§ **YOUR GOAL**:
Each entry is to be reproduced verbatim, and images are to be omitted.

══ INPUT ══

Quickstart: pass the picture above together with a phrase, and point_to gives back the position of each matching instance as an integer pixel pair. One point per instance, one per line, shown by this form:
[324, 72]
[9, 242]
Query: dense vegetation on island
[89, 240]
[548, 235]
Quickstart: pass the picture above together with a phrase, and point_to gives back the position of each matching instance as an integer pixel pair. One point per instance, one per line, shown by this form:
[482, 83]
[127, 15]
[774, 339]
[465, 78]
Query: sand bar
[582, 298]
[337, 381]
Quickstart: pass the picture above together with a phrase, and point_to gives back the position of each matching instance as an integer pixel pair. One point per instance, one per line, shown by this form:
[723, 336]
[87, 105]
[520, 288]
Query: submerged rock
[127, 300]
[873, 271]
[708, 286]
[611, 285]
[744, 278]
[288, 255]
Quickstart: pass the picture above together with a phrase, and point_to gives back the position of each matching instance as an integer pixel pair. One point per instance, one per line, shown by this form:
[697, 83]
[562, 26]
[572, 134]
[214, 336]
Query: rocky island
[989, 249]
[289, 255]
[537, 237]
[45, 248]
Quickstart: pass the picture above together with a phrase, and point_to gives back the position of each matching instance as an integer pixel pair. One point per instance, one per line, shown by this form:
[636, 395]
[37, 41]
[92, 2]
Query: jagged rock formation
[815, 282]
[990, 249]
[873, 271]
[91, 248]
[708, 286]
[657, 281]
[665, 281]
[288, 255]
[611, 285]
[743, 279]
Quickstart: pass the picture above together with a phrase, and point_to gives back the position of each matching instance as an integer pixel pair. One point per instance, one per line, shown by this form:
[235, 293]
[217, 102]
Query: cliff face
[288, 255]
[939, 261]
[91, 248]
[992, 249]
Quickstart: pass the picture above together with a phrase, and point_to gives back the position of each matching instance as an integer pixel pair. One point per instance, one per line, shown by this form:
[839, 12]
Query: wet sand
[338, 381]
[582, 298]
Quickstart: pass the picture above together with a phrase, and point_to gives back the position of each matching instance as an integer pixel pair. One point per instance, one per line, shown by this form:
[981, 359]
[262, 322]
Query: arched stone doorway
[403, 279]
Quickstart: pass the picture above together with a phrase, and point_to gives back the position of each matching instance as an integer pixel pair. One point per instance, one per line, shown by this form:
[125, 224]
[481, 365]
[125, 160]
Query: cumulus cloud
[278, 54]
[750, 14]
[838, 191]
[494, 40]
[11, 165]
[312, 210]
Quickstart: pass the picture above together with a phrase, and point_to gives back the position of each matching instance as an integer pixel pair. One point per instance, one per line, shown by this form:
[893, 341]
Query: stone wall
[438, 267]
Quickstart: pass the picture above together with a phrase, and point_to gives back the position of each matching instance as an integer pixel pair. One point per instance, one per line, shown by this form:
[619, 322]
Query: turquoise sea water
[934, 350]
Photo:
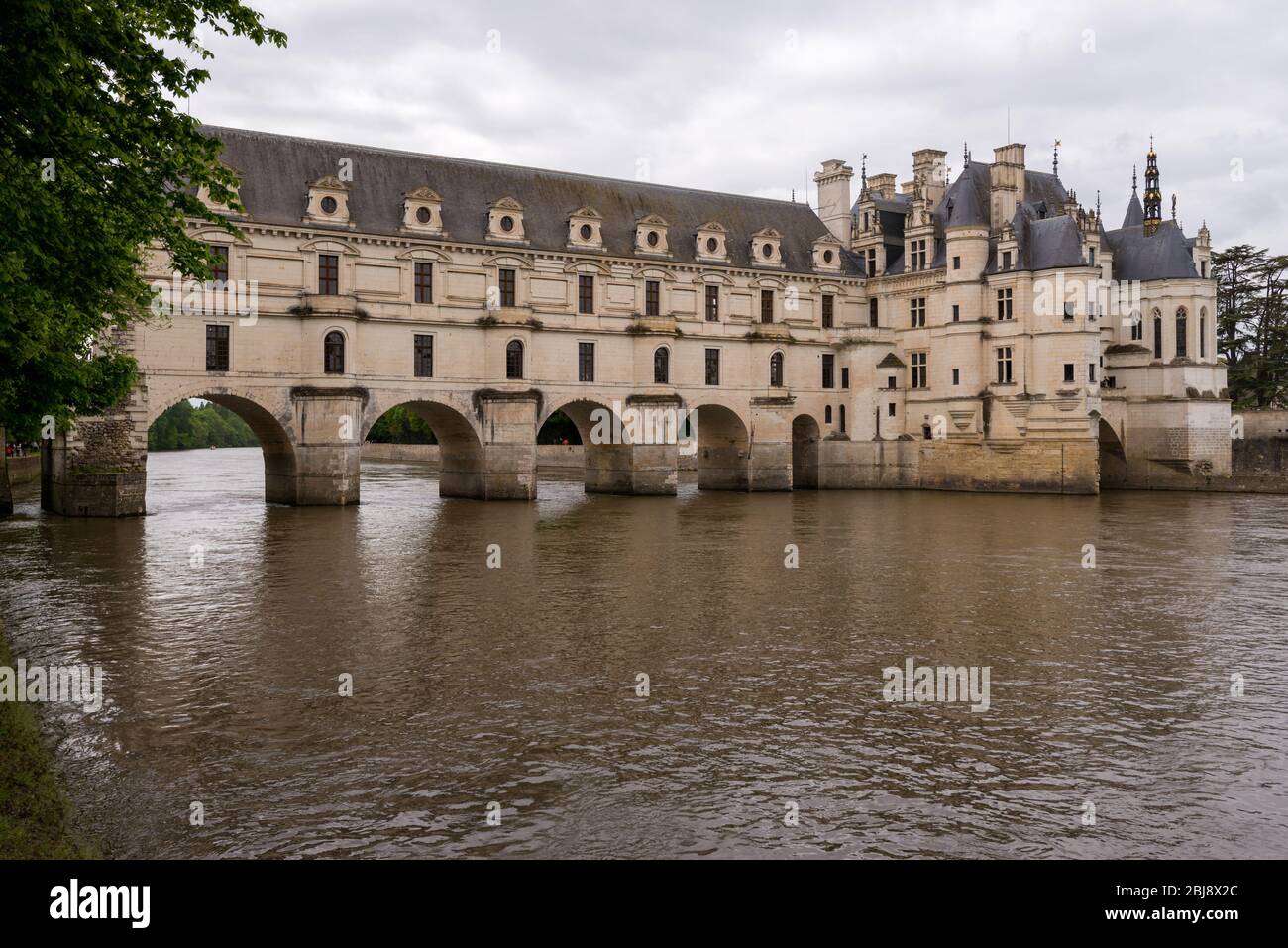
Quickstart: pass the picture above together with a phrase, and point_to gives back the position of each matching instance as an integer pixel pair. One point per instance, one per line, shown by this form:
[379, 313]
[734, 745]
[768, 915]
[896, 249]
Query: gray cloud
[751, 98]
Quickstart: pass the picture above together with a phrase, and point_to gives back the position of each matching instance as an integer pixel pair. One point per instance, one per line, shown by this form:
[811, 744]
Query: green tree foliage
[1252, 325]
[184, 427]
[400, 425]
[98, 162]
[557, 429]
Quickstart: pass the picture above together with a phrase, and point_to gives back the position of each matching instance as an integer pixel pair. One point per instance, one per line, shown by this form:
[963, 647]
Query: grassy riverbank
[35, 814]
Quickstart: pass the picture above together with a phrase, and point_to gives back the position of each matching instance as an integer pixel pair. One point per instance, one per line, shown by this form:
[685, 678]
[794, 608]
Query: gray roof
[1164, 256]
[1134, 215]
[275, 170]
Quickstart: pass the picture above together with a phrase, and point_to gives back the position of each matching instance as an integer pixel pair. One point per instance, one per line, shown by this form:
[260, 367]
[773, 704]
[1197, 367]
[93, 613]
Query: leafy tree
[400, 425]
[185, 427]
[97, 166]
[1252, 324]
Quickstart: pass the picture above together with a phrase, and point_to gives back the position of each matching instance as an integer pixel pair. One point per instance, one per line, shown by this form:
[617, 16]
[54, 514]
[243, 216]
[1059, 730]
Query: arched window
[333, 353]
[661, 366]
[514, 360]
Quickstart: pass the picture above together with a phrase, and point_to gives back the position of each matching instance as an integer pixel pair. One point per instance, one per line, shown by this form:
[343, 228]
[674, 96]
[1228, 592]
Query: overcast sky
[750, 98]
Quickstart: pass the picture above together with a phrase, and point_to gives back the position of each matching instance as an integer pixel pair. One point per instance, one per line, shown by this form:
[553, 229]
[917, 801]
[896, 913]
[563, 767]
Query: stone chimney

═══

§ **SOLUTION FOR THIS TASK**:
Quickstart: pass the picture above together with a phrase, and point_to gives back the position of each matching instance as an integer pixel pair. One point per instance, one per line, shown by this form:
[324, 72]
[9, 242]
Query: dense vegetation on island
[89, 240]
[548, 235]
Quickstart: pass the picture above together with a phrase, and point_to gives back the position of each matching instance as an integer pixel pair. One point per instance, one per line, shown by this form:
[482, 83]
[127, 15]
[774, 339]
[465, 78]
Query: sand bar
[582, 298]
[337, 381]
Quickstart: pass the picture above together with a phrase, and point_to gives back the position of each matching instance as an integer pixel pair. One point per instance, one per line, shown by this form:
[723, 336]
[87, 105]
[520, 288]
Query: submerged rock
[127, 300]
[873, 271]
[708, 286]
[611, 285]
[744, 278]
[288, 255]
Quickstart: pass the picture above together with a phrase, and point_to gives back the position of each matching instance as an integer pixel pair. One point per instance, one per line, shown by this form:
[697, 83]
[562, 26]
[572, 134]
[214, 336]
Query: rocky island
[989, 249]
[289, 255]
[537, 237]
[45, 248]
Quickstart: pass the picture above together with a phrase, and point_to gives back the position of each matching instance as an integer pixel pair. One point per instance, one per line, shown by this form:
[636, 395]
[37, 41]
[92, 2]
Query: jagged rock formation
[815, 282]
[990, 249]
[873, 271]
[91, 248]
[708, 286]
[657, 281]
[665, 281]
[288, 255]
[611, 285]
[743, 279]
Quickstart: pass the picture above together with a phrase, and point_to gives back the position of each matching instance as an integer pixel pair. One point per instance, one per line, shown by this form:
[235, 293]
[217, 102]
Query: cliff face
[288, 255]
[939, 261]
[91, 248]
[992, 249]
Quickstart: pass the picture above together with a phrase, and point_to gives back the position of each matching instance as an integer pixel pair. One point per instance, one per line, shown by this form:
[839, 12]
Query: wet sand
[338, 381]
[582, 298]
Quickstart: pass the picture above together with a phrase, and point_to gives back the position of each matching instance as an integer pixel pair. One point per instance, one per line, shown by this form:
[981, 359]
[262, 322]
Query: arched stone doorway
[403, 279]
Quickstart: pass the picture above together with a phrase, and point_to gives back the position of each matching instance as an integer pixel pair. One point per instance, one per line, shown by this form:
[125, 224]
[481, 365]
[125, 160]
Query: cumulus cloud
[278, 54]
[750, 14]
[838, 191]
[494, 40]
[11, 165]
[312, 210]
Quickstart: pass the picture above together with a phrase, and point_to gives back the position of each matching instance as an integer pixel pair. One point per instance, one per line, shown by this form:
[893, 341]
Query: stone wall
[438, 267]
Quickstart: pass the picture above together with a phrase, and point_to gives back the position of each matching instance as an integer pixel pair. One point per instance, one per line, shown by this form:
[619, 322]
Query: turquoise sea water
[934, 350]
Photo:
Quickstart: pass the picture above together with a phrase, and point_to gives back the position of each matching instance as an integer pixel pair. One point per instance, one per line, shown by this form:
[379, 313]
[734, 745]
[768, 915]
[896, 249]
Query: gray cloud
[751, 98]
Quickstart: pass the picture above together with a phrase, and point_to gives back the position of each matching instance as an integer pixel pair. One point per instance, one per line, shown by this form:
[811, 744]
Query: green tree foliage
[1252, 325]
[184, 427]
[400, 425]
[98, 162]
[557, 429]
Quickstart: pass the picture above together with a phrase, and point_to gives back the position of each matching instance as an integer pixel pair. One point per instance, one per line, shown by this form:
[963, 647]
Query: grassy riverbank
[35, 814]
Quickstart: pass the picture above together with a phrase, and point_to gives back the position of each matching instance as an integer pixel pair. One point per instance, one per line, shown by this form:
[685, 678]
[794, 608]
Query: gray roof
[1164, 256]
[1134, 215]
[275, 170]
Quickstart: pass the picture above together with a phrase, and point_to gives back the position of each matching instance as an integer pixel pair. One point per instance, one per line, shown by this form:
[260, 367]
[773, 704]
[1197, 367]
[93, 613]
Query: leafy tree
[400, 425]
[185, 427]
[97, 166]
[1252, 324]
Quickstart: pass the picture above together with a phrase, and point_to gives back the position of each matching instance as an integer pixel pair. One point per instance, one per line, shown by this form:
[617, 16]
[54, 514]
[243, 216]
[1059, 730]
Query: arched window
[333, 353]
[661, 366]
[514, 360]
Quickstart: pass the picture above together with a phrase, and point_to gives back the position of each matching instance as an integer pixel pair. One point per instance, one per line, shown by this form:
[343, 228]
[674, 96]
[1228, 592]
Query: overcast sky
[750, 98]
Quickstart: pass the picture above together with a phrase, and point_to gives back the position of each matching instance as an integer pixel pair. One point per instance, one per line, shown by this form:
[553, 229]
[917, 801]
[896, 913]
[563, 767]
Query: stone chimney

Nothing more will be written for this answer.